Exactly the lines from the line that has "blade, one per instance" through the final line below are to be retyped, and the pictures are not.
==== Recorded data
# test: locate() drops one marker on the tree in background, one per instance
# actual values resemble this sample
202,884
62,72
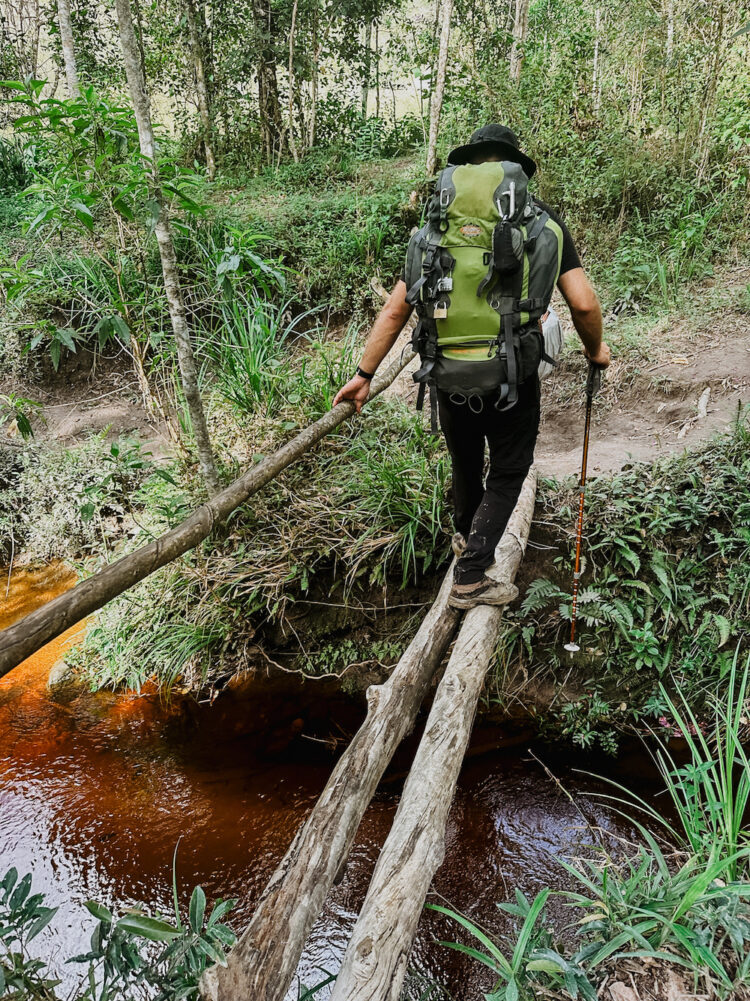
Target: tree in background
68,48
196,29
187,367
436,103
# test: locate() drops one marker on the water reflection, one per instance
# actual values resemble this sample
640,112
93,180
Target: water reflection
96,792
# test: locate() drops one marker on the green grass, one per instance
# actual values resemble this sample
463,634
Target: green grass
366,510
683,897
334,228
665,594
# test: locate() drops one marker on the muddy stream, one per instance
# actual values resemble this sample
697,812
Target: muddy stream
97,789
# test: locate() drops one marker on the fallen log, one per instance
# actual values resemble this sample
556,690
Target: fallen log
31,633
262,963
375,964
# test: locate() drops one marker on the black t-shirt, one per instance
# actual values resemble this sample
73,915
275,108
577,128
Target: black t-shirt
570,258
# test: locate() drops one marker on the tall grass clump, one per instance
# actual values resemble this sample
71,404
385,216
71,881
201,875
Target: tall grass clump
682,900
665,594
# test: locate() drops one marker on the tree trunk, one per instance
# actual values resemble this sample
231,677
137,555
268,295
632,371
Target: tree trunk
68,48
31,633
263,962
520,31
194,27
269,106
365,68
185,357
292,29
436,104
312,120
376,961
378,70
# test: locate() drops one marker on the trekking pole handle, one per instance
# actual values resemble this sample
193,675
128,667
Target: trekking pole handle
593,380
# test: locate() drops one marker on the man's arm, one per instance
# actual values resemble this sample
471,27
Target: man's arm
586,313
381,339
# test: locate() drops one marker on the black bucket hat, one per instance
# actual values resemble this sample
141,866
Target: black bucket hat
499,138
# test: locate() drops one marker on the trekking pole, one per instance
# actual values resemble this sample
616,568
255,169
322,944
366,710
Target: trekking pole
593,382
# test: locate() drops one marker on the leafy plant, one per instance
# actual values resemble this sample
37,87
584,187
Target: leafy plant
132,956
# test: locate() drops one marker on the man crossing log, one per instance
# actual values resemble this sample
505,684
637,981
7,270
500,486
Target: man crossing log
481,273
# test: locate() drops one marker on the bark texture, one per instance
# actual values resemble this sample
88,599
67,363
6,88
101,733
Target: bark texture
68,47
263,962
376,961
269,107
185,357
520,31
29,634
292,140
436,104
195,27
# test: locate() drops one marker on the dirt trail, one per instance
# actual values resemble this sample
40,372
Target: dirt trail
644,409
652,410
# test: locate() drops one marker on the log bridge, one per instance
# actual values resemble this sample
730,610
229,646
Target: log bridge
262,964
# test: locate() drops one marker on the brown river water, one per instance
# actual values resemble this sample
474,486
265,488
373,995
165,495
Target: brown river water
96,791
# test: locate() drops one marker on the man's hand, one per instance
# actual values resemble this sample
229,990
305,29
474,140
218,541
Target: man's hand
356,389
602,357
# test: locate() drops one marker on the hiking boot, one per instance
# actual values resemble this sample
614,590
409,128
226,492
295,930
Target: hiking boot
459,545
484,592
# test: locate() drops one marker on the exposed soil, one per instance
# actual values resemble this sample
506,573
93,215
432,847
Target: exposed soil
86,395
643,411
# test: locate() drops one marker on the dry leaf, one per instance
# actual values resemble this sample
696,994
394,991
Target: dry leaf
621,992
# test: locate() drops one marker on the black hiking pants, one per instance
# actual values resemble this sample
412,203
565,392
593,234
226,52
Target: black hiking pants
482,510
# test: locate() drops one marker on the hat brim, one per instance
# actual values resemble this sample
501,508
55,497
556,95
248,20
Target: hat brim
463,154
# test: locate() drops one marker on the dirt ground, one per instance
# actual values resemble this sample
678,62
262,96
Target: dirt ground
643,410
88,394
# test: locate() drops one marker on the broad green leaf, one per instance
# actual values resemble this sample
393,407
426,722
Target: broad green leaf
149,928
196,909
99,911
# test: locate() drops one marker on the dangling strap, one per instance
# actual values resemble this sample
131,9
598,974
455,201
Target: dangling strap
425,340
509,391
533,231
434,421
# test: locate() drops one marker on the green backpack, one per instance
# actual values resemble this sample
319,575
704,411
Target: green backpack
481,273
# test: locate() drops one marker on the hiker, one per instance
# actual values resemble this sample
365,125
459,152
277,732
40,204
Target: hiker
481,273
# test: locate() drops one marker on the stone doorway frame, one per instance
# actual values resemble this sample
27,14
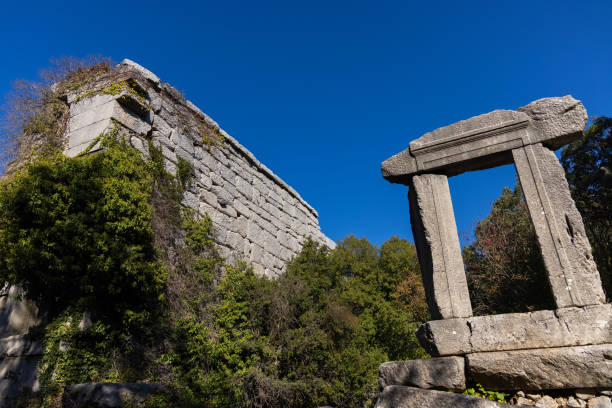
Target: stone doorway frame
527,138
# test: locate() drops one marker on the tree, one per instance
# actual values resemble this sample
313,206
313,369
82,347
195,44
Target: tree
504,265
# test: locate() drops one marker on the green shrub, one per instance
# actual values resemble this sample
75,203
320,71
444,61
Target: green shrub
77,231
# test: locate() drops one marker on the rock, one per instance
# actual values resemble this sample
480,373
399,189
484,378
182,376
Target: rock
538,369
19,345
600,402
574,403
565,248
547,402
435,235
442,373
573,326
558,120
148,75
485,141
18,376
106,395
396,396
17,314
585,393
524,401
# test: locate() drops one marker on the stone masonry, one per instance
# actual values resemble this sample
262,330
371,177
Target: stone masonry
566,348
256,216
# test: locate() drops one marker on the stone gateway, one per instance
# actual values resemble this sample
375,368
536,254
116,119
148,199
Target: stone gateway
570,347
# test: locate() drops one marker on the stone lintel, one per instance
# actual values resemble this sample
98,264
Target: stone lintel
571,270
397,396
435,235
446,373
543,369
572,326
486,140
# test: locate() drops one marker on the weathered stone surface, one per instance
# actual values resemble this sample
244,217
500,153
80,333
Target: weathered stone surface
17,315
447,373
572,272
18,376
236,183
573,326
142,71
558,120
542,369
547,402
18,346
435,235
107,395
600,402
486,140
445,337
396,396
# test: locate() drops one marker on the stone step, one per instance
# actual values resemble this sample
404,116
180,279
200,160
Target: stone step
543,369
571,326
447,373
396,396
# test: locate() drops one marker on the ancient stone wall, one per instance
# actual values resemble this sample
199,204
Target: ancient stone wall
256,216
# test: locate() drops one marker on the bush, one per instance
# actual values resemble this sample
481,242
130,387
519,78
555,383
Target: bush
78,232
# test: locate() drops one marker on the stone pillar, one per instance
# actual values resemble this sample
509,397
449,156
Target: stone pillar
572,273
435,235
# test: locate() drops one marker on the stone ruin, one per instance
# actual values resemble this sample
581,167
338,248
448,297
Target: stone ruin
255,215
566,348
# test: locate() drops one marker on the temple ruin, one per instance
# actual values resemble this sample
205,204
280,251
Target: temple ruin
566,348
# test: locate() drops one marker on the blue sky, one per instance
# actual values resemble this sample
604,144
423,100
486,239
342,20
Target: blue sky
323,91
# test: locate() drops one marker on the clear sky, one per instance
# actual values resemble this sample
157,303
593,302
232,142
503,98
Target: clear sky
323,91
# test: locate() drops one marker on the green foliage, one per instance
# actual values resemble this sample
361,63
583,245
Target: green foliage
77,231
184,172
314,336
504,266
588,166
479,391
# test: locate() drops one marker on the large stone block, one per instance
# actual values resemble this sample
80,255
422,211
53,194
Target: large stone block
486,140
543,369
107,395
435,235
572,272
18,376
574,326
447,373
17,314
396,396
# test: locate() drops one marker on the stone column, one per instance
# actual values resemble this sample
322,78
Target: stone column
572,273
435,235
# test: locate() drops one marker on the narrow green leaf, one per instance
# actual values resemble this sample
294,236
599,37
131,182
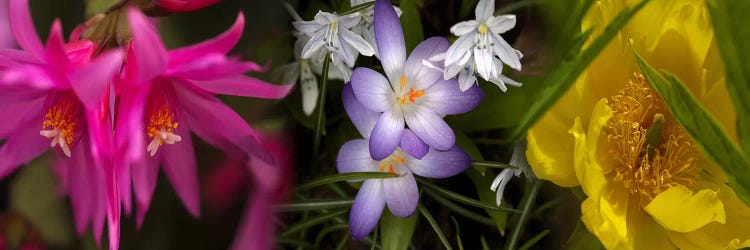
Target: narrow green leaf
534,240
314,205
701,126
435,227
411,23
730,21
561,79
312,222
527,204
344,177
396,232
463,199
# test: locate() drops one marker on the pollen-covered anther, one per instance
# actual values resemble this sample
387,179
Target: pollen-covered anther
161,128
651,150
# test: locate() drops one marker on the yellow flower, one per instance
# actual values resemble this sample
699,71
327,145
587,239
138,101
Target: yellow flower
648,185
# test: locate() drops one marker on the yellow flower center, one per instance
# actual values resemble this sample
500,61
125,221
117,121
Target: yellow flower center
652,152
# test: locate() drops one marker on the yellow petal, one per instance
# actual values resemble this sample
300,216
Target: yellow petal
677,209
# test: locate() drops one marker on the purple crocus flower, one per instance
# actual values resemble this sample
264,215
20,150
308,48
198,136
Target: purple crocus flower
411,156
412,94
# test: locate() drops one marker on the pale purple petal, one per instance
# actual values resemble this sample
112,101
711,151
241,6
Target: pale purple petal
441,164
412,145
92,82
389,39
386,135
178,161
446,97
401,194
245,86
430,127
367,208
149,57
364,120
23,29
221,44
415,70
372,89
145,173
354,156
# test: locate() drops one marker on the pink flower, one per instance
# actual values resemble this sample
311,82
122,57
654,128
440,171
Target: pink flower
164,96
52,96
184,5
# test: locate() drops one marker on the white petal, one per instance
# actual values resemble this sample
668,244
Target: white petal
464,27
501,24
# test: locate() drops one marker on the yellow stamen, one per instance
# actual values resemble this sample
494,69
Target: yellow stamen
643,169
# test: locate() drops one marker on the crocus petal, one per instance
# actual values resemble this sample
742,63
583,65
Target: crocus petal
441,164
23,29
389,38
367,208
21,147
145,173
221,44
445,97
401,194
415,70
430,127
501,24
485,9
412,145
386,135
245,86
372,89
464,27
354,156
92,82
364,120
180,167
149,56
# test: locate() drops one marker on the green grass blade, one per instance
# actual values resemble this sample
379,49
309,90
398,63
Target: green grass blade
731,21
564,77
344,177
701,126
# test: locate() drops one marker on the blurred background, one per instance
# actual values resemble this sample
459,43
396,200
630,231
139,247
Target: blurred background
33,215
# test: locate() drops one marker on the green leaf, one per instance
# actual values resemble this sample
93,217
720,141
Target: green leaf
314,205
582,239
34,194
344,177
396,232
730,21
701,126
435,227
561,79
411,23
482,180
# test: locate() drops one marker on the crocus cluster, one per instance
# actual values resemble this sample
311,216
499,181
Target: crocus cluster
113,116
400,115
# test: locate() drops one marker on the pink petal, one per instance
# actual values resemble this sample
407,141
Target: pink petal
23,29
147,55
221,44
245,86
179,164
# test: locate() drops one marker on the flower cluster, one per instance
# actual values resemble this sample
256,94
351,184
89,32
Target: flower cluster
113,116
400,115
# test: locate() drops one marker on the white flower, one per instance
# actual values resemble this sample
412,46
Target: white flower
518,159
329,33
365,27
480,50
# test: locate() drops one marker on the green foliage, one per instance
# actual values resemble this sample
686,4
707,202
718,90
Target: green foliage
396,232
702,127
730,22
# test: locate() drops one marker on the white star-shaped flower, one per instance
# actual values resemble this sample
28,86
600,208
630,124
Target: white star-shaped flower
480,50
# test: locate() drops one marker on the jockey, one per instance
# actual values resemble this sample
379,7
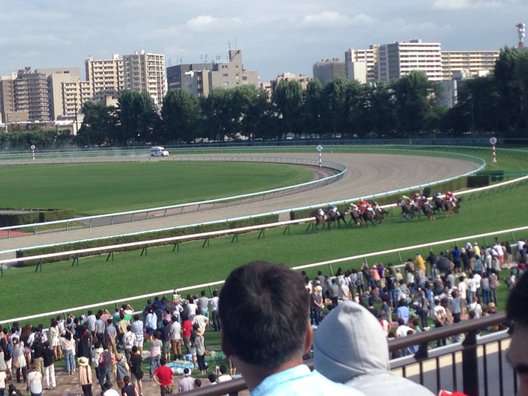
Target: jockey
449,196
332,209
363,206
========
● **Task response**
# test: locate() drops one marker on the green grass blade, one per instance
# actual values resemble this sample
379,49
309,90
398,63
Target: green grass blade
731,21
564,77
344,177
701,126
# test: locate() drops one marker on the blurred background, one per instance
# actual values resemble this sample
459,43
396,200
630,231
139,247
Target: blurred background
33,215
# test: locate() drops one marker on the green leaf, one per instance
# actual values resemble this sample
93,217
720,141
Target: green leaf
314,205
582,239
34,194
344,177
396,232
730,21
701,126
435,227
561,79
411,23
482,180
# test: locate() drops one marker on the crocus cluster, one per instance
# actual values resemble this sample
311,216
499,181
Target: crocus cluster
113,116
400,115
# test: locate() drops one marker on the pink petal, one per instance
# actual values resemble this sample
407,141
Target: pink petal
23,29
147,55
221,44
245,86
179,164
# test: locate() drops one marker on the flower cluster, one per instance
# actual values resemble this sample
256,94
351,184
89,32
Target: flower cluster
113,116
400,115
# test: locate() drops one marker on the white flower, one per instance
# actual values resemble this sample
412,46
Target: white flower
518,159
329,33
365,27
480,50
# test: locate() drops one marker on the green foliage, one per instance
# actual values resemble this sample
686,4
707,202
718,90
Target: green foliage
396,232
702,127
730,22
# test: locate() drops one marker on the white star-shaped flower, one per instance
# actual values resemble this sample
28,86
600,208
630,124
Target: white star-shaped flower
480,50
# test: locate() drops one marker on the jockey, one per instance
# actual values resemble this sample
379,7
Target: jockey
449,196
332,209
363,206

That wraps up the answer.